■ **Отрывок текста**:
·····

В начале лета 1950 года Люся и ее подруга Элла должны были защищать дипломные работы на филфаке по специальности «Американская литература». Темы были связаны с творчеством «прогрессивных» писателей Синклера Льюиса13 и Эптона Синклера14, причем моей кузине достался роман «Королевская кровь» первого из них. Героем книги является молодой преуспевающий американец, который узнает от отца, что в его жилах течет как королевская, так и негритянская кровь. Заявив об этом, он становится жертвой расовой дискриминации.
По совету своей научной руководительницы Люся посвятила первую главу своего диплома реферату работ И. В. Сталина по национальному вопросу, и защитилась без проблем.
Но у Эллы, чьим объектом был Эптон Синклер, перед самой защитой произошла катастрофа, в которой был виноват он и только он. Несомненно, прогрессивный писатель-антифашист не планировал вредить студентке ленинградского филфака, но как раз в 1950 году, отказавшись подписывать воззвание в защиту мира, он переметнулся к зачинщикам новой войны и оказался, по словам Ильи Эренбурга15, «в одном лагере с господином Трумэном16». Как следствие, дипломная работа Эллы пропала полностью, но, чтобы избежать неприятностей, без вины виноватой студентке зачли старую курсовую как дипломную.
Детали этой истории я узнал через много лет, но картина слез Эллы и утешавших ее подружек на Кирилловской запомнилась.

·····

■ **Задания**:
A - Согласуются ли с отрывком о дипломах Люси и Эллы утверждения (i) «Первая глава диплома Люси была рефератом работ Сталина по национальному вопросу», (ii) «Элле не засчитали никакой работы вместо диплома» и (iii) «Подробности этой истории стали известны рассказчику сразу»? На каждое ответьте «да» или «нет» и приведите решающие слова отрывка.
B - По какой специальности Люся и Элла должны были защищать дипломные работы, согласно отрывку?

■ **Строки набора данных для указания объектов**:
·····

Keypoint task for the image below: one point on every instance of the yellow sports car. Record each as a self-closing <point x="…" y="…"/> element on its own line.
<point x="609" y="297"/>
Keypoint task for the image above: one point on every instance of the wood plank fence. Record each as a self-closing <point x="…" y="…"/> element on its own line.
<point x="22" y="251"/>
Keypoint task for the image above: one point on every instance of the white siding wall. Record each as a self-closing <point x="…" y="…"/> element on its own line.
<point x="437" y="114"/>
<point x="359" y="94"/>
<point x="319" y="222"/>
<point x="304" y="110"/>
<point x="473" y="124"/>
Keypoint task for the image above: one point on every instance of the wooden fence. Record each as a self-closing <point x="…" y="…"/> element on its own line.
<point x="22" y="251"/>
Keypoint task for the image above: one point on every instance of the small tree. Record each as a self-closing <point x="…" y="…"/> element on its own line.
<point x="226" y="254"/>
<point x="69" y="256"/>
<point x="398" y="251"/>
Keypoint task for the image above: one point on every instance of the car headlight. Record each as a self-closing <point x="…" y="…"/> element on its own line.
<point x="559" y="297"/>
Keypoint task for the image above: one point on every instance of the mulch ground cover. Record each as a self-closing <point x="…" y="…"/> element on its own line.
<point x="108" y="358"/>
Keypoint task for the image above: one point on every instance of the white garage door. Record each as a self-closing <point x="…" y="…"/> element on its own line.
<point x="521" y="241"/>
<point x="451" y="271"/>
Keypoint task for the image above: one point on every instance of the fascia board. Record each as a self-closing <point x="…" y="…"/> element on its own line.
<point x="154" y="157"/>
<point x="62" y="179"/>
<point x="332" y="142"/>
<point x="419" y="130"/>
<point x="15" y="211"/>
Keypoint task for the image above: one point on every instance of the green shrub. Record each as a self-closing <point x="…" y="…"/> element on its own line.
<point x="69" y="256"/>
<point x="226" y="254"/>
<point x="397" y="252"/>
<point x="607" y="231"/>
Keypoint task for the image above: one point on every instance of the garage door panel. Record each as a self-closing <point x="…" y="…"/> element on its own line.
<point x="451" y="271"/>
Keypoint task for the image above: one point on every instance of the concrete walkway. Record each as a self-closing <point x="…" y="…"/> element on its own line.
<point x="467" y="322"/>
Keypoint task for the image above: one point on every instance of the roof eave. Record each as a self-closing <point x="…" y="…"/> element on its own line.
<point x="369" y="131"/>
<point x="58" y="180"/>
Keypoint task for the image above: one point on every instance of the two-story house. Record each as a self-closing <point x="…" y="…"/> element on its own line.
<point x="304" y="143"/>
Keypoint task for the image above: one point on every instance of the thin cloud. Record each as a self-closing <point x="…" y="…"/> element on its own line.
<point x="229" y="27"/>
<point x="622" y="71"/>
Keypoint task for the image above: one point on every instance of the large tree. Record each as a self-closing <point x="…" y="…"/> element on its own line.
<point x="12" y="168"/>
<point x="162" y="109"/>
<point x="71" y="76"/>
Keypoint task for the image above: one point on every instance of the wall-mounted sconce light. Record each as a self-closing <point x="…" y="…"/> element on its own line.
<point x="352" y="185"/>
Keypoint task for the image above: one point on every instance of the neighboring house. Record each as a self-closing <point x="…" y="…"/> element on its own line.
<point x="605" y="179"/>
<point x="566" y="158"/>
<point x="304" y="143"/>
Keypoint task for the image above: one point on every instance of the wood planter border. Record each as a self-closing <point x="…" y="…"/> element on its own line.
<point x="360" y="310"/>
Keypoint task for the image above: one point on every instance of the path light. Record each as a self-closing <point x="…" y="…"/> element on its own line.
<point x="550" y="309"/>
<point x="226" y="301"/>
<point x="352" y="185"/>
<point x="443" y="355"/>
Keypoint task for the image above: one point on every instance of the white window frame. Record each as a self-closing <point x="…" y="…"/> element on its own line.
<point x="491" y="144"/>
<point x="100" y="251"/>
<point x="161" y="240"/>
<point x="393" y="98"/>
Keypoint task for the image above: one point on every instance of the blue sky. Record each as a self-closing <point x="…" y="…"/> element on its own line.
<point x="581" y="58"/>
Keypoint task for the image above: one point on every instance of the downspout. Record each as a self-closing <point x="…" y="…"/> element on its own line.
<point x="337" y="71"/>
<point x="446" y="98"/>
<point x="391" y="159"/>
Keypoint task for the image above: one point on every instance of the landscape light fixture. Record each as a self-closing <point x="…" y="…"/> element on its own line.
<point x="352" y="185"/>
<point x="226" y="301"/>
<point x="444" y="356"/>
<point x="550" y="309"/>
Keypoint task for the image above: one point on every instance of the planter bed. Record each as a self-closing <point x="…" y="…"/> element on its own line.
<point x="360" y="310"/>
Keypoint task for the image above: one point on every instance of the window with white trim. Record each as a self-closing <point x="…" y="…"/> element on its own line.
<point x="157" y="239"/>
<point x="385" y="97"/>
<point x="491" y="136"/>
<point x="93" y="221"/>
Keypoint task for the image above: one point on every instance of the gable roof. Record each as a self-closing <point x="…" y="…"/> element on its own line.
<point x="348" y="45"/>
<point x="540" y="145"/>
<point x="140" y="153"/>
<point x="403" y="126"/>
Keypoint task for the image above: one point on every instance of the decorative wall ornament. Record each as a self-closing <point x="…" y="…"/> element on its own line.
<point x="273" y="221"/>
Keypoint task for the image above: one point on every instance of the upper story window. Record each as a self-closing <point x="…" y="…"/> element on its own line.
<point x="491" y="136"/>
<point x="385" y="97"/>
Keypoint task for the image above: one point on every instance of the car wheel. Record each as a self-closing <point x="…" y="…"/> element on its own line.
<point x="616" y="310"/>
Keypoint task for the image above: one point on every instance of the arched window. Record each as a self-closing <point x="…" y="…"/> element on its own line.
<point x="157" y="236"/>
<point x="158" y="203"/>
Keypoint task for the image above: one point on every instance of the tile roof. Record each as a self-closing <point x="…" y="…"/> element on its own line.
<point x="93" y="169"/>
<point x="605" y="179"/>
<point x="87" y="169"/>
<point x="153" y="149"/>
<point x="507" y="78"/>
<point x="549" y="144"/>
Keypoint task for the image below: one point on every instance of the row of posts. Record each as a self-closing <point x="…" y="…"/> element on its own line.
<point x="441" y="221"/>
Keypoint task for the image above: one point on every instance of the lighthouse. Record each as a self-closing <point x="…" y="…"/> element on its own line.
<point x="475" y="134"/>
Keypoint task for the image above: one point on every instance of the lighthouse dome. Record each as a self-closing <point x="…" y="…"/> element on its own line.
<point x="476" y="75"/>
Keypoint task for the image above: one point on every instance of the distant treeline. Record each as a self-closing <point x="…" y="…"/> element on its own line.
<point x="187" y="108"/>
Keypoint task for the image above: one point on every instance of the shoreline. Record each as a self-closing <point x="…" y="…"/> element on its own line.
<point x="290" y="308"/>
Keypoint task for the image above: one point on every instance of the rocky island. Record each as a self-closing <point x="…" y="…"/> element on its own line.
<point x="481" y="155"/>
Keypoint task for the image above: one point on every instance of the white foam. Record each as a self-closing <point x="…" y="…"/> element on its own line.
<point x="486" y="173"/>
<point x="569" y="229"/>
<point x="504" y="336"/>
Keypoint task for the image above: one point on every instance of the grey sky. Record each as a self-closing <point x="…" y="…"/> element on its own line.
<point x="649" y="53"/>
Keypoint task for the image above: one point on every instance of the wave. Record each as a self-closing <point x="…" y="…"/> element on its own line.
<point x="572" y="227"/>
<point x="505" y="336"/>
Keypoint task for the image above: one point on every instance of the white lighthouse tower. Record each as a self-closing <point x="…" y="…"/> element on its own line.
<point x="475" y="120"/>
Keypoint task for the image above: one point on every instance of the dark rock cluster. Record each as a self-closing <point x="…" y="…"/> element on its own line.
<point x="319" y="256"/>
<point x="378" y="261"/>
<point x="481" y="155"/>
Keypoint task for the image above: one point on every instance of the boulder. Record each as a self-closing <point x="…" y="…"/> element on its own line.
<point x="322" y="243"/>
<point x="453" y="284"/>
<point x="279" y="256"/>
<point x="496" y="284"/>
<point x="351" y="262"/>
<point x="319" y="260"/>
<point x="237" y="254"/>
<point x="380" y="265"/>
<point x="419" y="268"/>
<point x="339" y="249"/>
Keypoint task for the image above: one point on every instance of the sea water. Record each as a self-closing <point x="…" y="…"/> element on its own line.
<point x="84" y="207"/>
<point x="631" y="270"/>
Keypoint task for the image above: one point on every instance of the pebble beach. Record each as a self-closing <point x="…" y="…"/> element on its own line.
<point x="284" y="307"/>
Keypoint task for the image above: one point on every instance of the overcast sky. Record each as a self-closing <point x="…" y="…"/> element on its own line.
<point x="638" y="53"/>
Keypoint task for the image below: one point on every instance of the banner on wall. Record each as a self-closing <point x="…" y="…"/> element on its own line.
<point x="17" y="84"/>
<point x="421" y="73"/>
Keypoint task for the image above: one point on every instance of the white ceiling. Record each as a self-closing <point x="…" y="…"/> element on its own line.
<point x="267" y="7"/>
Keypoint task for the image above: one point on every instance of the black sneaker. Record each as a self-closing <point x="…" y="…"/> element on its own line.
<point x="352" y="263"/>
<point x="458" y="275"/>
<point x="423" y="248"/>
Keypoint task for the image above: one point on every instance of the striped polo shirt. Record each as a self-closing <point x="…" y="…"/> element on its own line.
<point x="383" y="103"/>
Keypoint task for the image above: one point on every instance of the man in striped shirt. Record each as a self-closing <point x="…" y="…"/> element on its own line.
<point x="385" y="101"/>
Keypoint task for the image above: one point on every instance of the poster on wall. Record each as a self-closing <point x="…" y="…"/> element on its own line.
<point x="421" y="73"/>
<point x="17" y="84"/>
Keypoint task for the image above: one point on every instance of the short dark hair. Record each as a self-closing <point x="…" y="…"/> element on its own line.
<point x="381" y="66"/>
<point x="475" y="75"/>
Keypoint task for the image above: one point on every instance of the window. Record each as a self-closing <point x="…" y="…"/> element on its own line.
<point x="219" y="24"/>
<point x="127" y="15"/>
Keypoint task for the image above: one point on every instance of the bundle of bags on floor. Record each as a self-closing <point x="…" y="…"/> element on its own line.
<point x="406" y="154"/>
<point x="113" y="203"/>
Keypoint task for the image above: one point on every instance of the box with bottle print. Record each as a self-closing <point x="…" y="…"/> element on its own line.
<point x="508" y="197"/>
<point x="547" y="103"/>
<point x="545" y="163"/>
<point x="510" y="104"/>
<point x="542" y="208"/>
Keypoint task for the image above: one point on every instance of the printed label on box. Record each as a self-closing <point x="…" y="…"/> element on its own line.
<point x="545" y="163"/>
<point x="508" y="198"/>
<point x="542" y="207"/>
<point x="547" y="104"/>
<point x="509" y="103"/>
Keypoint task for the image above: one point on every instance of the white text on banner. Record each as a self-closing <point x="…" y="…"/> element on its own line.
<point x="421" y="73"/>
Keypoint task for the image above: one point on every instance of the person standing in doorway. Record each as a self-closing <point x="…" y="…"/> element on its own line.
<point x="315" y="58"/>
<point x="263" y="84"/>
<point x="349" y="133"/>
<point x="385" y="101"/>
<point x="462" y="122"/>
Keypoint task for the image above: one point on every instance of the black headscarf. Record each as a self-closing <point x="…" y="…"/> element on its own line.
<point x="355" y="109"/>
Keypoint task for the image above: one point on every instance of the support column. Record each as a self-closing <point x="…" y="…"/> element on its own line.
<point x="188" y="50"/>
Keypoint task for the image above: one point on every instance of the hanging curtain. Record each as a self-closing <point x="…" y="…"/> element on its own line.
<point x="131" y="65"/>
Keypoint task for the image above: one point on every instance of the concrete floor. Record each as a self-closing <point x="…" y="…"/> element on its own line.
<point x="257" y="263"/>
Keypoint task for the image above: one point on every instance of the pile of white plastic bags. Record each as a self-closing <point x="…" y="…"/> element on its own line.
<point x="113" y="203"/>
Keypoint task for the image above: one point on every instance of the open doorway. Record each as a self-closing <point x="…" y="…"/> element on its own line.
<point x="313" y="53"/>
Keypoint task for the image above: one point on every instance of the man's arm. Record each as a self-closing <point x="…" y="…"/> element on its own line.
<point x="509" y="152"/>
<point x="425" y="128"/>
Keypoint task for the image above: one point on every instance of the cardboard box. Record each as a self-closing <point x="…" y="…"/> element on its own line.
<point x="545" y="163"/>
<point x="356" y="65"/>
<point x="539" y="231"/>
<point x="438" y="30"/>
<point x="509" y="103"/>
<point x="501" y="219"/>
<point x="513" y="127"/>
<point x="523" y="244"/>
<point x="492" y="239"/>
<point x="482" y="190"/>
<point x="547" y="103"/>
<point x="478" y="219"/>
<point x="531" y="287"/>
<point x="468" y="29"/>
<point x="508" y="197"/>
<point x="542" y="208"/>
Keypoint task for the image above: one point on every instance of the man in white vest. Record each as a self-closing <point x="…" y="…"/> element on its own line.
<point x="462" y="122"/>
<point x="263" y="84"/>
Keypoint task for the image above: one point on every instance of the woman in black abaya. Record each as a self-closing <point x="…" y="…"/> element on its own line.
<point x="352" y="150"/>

·····

■ **Ответы**:
A -
(i) Да: «посвятила первую главу своего диплома реферату работ И. В. Сталина по национальному вопросу».
(ii) Нет: «студентке зачли старую курсовую как дипломную».
(iii) Нет: «Детали этой истории я узнал через много лет».

B - По специальности «Американская литература».